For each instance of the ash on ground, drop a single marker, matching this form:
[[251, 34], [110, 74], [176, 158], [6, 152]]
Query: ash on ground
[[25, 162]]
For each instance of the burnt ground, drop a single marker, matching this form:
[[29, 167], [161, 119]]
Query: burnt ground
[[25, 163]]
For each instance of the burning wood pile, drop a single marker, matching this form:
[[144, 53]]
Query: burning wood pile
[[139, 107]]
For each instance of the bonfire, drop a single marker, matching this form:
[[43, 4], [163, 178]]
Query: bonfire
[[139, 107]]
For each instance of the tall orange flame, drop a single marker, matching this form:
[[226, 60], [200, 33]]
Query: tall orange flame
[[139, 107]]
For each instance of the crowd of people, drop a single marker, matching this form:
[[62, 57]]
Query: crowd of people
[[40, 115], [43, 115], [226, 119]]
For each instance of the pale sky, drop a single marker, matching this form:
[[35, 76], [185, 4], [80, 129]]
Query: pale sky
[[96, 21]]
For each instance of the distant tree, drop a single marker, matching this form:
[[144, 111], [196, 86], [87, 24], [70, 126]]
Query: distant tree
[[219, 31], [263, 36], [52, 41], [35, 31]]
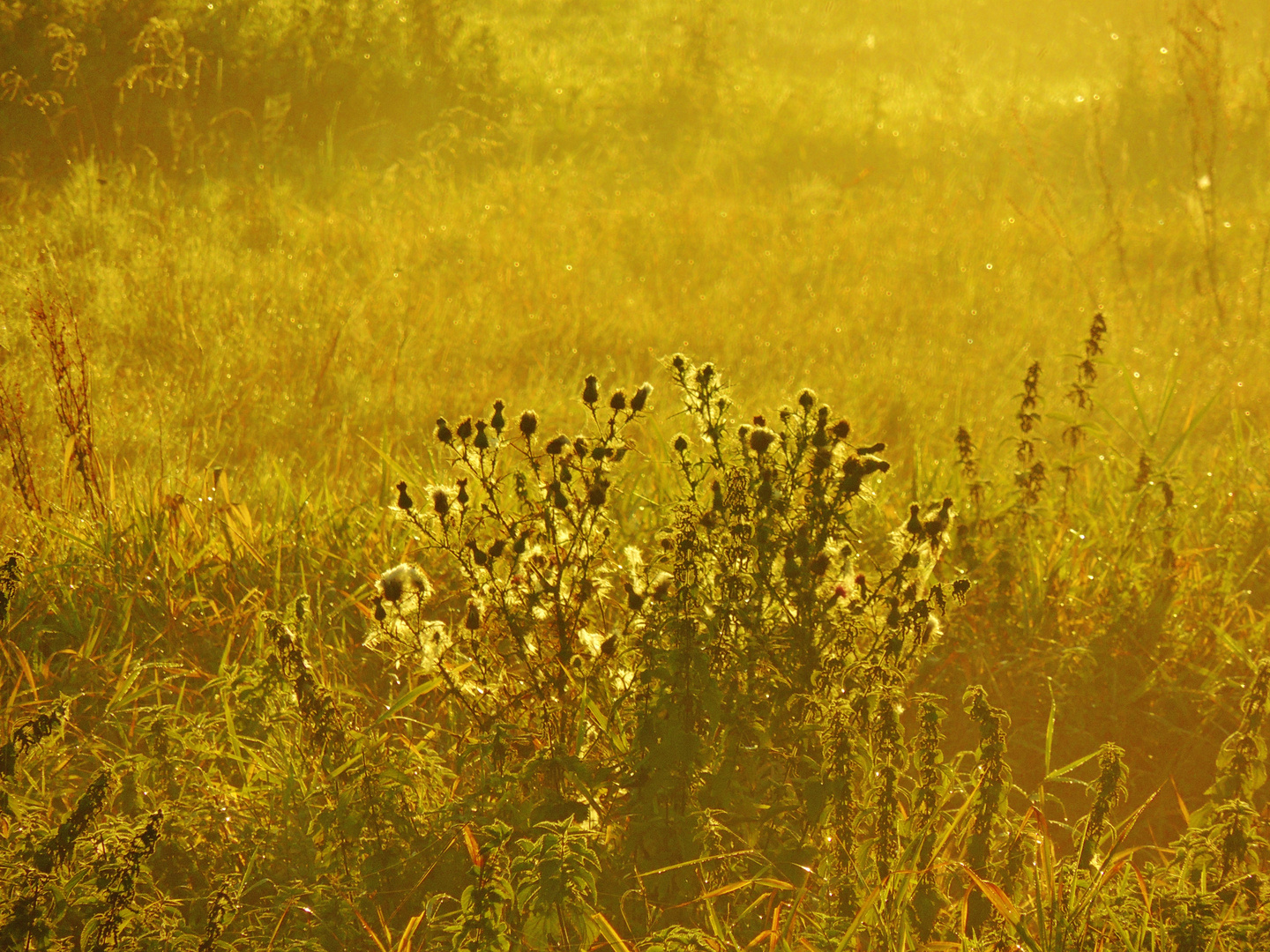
■ ■ ■ ■ ■
Problem to work on: Copy out all of the data above, line for line, omitting the picture.

Output of the task:
For each instance of the ash on ground, drop a single marker, matching this form:
[[251, 34], [110, 74], [176, 158], [6, 152]]
Query: ash on ground
[[25, 162]]
For each instance of the burnt ground, drop a single marker, matching this form:
[[29, 167], [161, 119]]
Query: burnt ground
[[25, 163]]
For each instance of the burning wood pile, drop a single marker, matching this form:
[[144, 53]]
Query: burning wood pile
[[139, 107]]
For each instance of the bonfire, drop a single marker, matching this form:
[[43, 4], [163, 178]]
Query: bonfire
[[139, 107]]
For each instance of the tall orange flame, drop a single marker, matching this form:
[[226, 60], [200, 33]]
Query: tall orange flame
[[139, 107]]
For each instance of the crowd of people, drop a single marker, matching this form:
[[62, 57]]
Query: crowd of people
[[40, 115], [43, 115], [226, 119]]
For each instance of the pale sky, drop a single marker, matching this form:
[[35, 76], [185, 4], [80, 129]]
Query: pale sky
[[96, 21]]
For each instance of the distant tree, drop a single marker, matching this form:
[[144, 111], [196, 86], [87, 24], [70, 126]]
Query: distant tree
[[219, 31], [263, 36], [52, 41], [35, 31]]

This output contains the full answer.